• À faire
D'après la note de lecture sur le livre de Loïc Demey, qui en a écrit la préface ?

• Document
Étiquette : Antoine Wauters


  • Loïc Demey, Je, d’un accident ou d’amour

    par Isabelle Lévesque

    Loïc Demey, Je, d’un accident ou d’amour,
    Cheyne éditeur, Collection grise, 2014.
    Préface d’Antoine Wauters.



    Lecture d’Isabelle Lévesque





    Mon sens se givre.





    Tout recommencer : d’un coup refonder l’alphabet.

    Je, d’un accident ou d’amour, au comble, le narrateur sujet sans verbe, contre quel nom a-t-il buté ? Un arbre, une phrase : les substantifs inondent la ligne. Le titre lui-même où se fonde « je » identité bouleversée, virgule en tête : avant la causale ? Les deux noms de l’alternative seront exposés dans le texte comme des équivalents ou le fruit conjoint de la rencontre (chamboule-tout).

    Parenthèse enchantée d’une semaine à Paris au mois d’août ou début d’un amour fort et durable, amour d’acier ou de fonte ?

• Données enregistrées
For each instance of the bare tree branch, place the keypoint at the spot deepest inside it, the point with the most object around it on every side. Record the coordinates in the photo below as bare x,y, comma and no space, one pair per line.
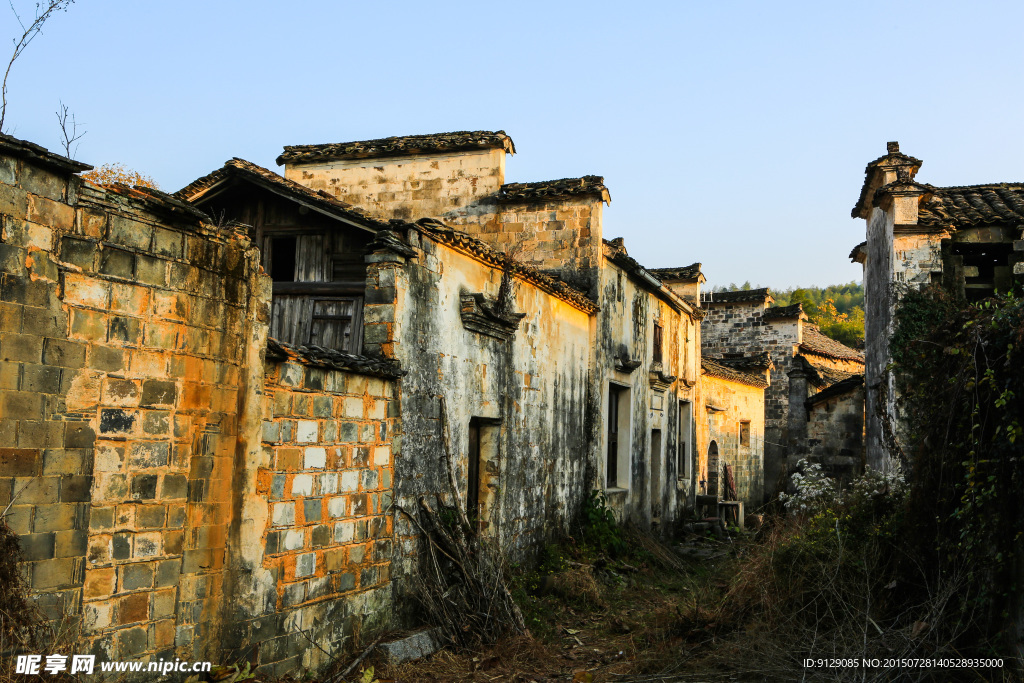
43,11
69,129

• Tâche terminée
Antoine Wauters.